Exercise objective
In the copy, keep every word of the data below and none of its pictures.
#### Available data ####
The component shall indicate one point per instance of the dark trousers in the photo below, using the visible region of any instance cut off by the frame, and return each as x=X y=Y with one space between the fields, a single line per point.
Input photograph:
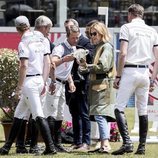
x=79 y=110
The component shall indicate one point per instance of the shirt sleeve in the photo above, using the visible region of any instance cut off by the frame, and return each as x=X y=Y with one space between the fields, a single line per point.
x=47 y=46
x=23 y=51
x=58 y=51
x=124 y=33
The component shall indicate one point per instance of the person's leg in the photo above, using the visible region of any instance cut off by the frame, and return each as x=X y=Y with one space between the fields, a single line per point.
x=16 y=126
x=104 y=132
x=34 y=137
x=34 y=103
x=141 y=102
x=61 y=102
x=84 y=114
x=76 y=121
x=20 y=142
x=123 y=96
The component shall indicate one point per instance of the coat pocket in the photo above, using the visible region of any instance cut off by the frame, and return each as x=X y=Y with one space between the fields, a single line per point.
x=99 y=87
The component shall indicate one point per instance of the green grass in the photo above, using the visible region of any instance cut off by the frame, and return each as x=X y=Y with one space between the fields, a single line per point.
x=151 y=149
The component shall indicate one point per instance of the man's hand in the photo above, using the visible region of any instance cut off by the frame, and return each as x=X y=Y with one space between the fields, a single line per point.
x=68 y=58
x=72 y=87
x=52 y=88
x=117 y=82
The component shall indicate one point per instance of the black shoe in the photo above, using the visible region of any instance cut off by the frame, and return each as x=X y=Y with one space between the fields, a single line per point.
x=125 y=148
x=34 y=150
x=4 y=151
x=140 y=150
x=60 y=148
x=49 y=152
x=21 y=150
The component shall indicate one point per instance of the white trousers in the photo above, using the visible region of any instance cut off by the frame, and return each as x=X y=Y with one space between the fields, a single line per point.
x=134 y=80
x=54 y=104
x=30 y=102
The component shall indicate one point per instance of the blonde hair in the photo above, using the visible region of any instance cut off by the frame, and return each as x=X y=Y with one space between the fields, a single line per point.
x=102 y=30
x=136 y=10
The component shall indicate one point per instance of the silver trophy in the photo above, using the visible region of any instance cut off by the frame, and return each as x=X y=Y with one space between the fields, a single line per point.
x=80 y=54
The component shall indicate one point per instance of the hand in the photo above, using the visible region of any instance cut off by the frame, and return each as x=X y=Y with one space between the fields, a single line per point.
x=18 y=93
x=68 y=58
x=52 y=88
x=116 y=83
x=53 y=66
x=43 y=90
x=72 y=87
x=152 y=87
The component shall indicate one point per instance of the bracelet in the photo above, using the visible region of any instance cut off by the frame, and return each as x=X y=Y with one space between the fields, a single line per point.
x=118 y=76
x=62 y=59
x=53 y=82
x=71 y=81
x=152 y=81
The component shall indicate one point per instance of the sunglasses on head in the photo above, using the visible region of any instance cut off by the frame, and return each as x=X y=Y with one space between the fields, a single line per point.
x=93 y=34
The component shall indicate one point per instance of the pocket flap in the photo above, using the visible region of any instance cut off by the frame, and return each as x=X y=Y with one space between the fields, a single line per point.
x=99 y=87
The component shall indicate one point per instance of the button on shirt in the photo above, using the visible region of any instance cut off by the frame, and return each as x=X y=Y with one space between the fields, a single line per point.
x=32 y=48
x=62 y=71
x=141 y=39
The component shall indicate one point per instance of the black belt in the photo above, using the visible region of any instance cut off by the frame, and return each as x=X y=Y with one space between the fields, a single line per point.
x=33 y=75
x=137 y=66
x=61 y=81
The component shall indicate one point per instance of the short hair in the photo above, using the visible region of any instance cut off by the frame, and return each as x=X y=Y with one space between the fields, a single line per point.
x=72 y=29
x=102 y=30
x=71 y=20
x=136 y=10
x=43 y=21
x=22 y=23
x=91 y=23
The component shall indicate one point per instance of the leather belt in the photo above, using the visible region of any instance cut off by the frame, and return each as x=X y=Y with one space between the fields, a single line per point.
x=137 y=66
x=33 y=75
x=61 y=81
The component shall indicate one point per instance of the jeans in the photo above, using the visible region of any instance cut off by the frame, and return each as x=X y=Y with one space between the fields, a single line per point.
x=103 y=127
x=80 y=117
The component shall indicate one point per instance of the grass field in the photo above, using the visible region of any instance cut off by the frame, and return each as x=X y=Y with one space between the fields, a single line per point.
x=151 y=149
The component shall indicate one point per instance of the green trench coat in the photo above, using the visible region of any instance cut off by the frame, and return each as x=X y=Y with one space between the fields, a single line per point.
x=101 y=92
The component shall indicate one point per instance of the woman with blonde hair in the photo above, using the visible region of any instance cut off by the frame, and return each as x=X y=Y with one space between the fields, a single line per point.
####
Written answer
The component shall indicate one point per instance of the dark trousers in the photo below, using the visible region of any instance cut off by the frame, and return each as x=X y=Y with one space between the fields, a single line per point.
Input photograph:
x=79 y=110
The component shall indicate one point per instance of the shirt sleeve in the photo above, using the visible region of any instance cut off by the frame, and return each as x=X y=Y with one space between the fields, a single line per point.
x=47 y=46
x=23 y=51
x=58 y=51
x=124 y=33
The component shall indicate one point per instance of the person's leg in the photo above, using the visible region of any instance cut off by the frame, and return each as x=X y=Y with one space between the fields, a single line per point.
x=16 y=126
x=104 y=132
x=34 y=137
x=34 y=103
x=141 y=102
x=61 y=102
x=84 y=114
x=76 y=121
x=20 y=142
x=123 y=96
The component shall indicate one point per instance of the coat pocket in the photo above, using the visible region of any instance cut off by the frame, and return each as x=X y=Y with one space between the fields, a single line per point.
x=99 y=87
The component shall indicate one point per instance of the green grass in the photo above, using the visible region of any instance cut off by the frame, and return each as x=X y=Y with one space between the fields, a single line per point.
x=151 y=149
The component shall indicate one point per instance of the man's hand in the photo above, using the visible region of any instance cut off by the frame, and return each as x=X y=Y with one space between the fields, a single line per point.
x=68 y=58
x=72 y=87
x=52 y=88
x=117 y=82
The component shall indicate one point per instance of the black shoe in the photo above, using the visible region of any instance cut off by the frame, and return each as x=X y=Y with one space between the fields, a single line per point.
x=125 y=148
x=34 y=150
x=4 y=151
x=140 y=150
x=60 y=148
x=49 y=152
x=21 y=150
The component shall indicate one point per instance of the white trousers in the photo above, using the visible region of any instance cut off by the frame, and return each as x=X y=Y with one space between the fields, a single line per point.
x=134 y=80
x=54 y=104
x=30 y=102
The component shall indicate one point per instance of the blonde hair in the photo above, using the visible region of any instance cut off by the frame, and return each as x=X y=Y with one space between the fields, a single line per point.
x=102 y=30
x=136 y=10
The component shall indicate one point per instance of the silver trophy in the photo above, using the visible region of any instance cut off by the frame, and return each as x=X y=Y with one space between the fields, a single line per point.
x=80 y=54
The component shall indicate one point per instance of the hand in the photo above, using the visible region of any instance cut off by the frame, and return each as x=X y=Y with one space between the fields, a single line per point.
x=18 y=93
x=68 y=58
x=52 y=88
x=116 y=83
x=53 y=66
x=43 y=90
x=72 y=87
x=152 y=87
The component shall indicate one point per instance of the bracelet in the photo above, using the visible region of any instance cut off by the frame, and return each as x=X y=Y with one space between the fields, a single line per point.
x=118 y=76
x=62 y=59
x=53 y=82
x=71 y=81
x=152 y=81
The component shall indicate one point per instance of the sunglasses on head in the photo above, using the visible region of any instance cut off by the frame, and return each as x=X y=Y with one space between the fields, a single line per point.
x=93 y=34
The component shall indicate one point per instance of the pocket flap in the photo above, using the visible region of any instance cut off by the frame, and return each as x=X y=Y with one space between the fields, a single line per point.
x=99 y=87
The component shall indicate one point per instance of the button on shirt in the photo above, using the visible region of any instance cut off by the frame, and return each as x=X y=Y with one space between the fields, a single line per point.
x=32 y=48
x=62 y=71
x=141 y=39
The component shall indicate one point per instance of the black belt in the photo above, using the visible region of any instance cut off by the frame, and return each as x=X y=Y with one space between the fields, a single line per point.
x=33 y=75
x=137 y=66
x=61 y=81
The component shall indicate one point per instance of the short hair in the photo above, using the visible region of any instance cut off by the frame, and return each as x=X y=Y with one space between the fields, a single line per point.
x=72 y=29
x=102 y=30
x=71 y=20
x=136 y=10
x=43 y=21
x=22 y=23
x=91 y=23
The component shall indicate one point per instance of the leather belt in the photo above, using the visible region of any instance cut off by the frame, and return each as x=X y=Y with one space between the fields, a single line per point.
x=137 y=66
x=33 y=75
x=61 y=81
The component shall indicate one point per instance of the jeans in the photo above, using the visible region of any instance cut off by the frame, and return each as x=X y=Y with one space between the fields, a single line per point.
x=103 y=127
x=80 y=117
The component shall indicate one point per instance of the grass field in the photo above, using the visible region of any instance cut off by the frame, and return each as x=X y=Y with one space between the fields, a single line per point.
x=151 y=149
The component shall indicate one point per instance of the green trench coat in the photo above, using the visible region of any instance cut off by the frame, and return each as x=X y=Y with one space between the fields, a single line per point.
x=101 y=92
The component shall indicate one point per instance of the woman with blonde hair in the photo above, using the visible region of any instance cut off by the frame, and return each as x=X y=Y with one space between the fields, a single line per point.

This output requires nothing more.